• _Task description_
Pictures stay out, but every line of the data is copied exactly.

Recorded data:
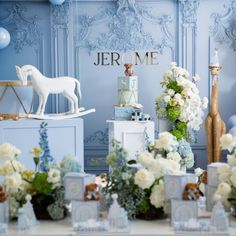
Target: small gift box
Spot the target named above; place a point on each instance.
(174, 185)
(212, 173)
(75, 185)
(128, 83)
(182, 211)
(83, 211)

• _Response area_
Target: small gift box
Spot the target named above; place a point on each instance.
(174, 185)
(212, 173)
(75, 185)
(128, 83)
(182, 211)
(83, 211)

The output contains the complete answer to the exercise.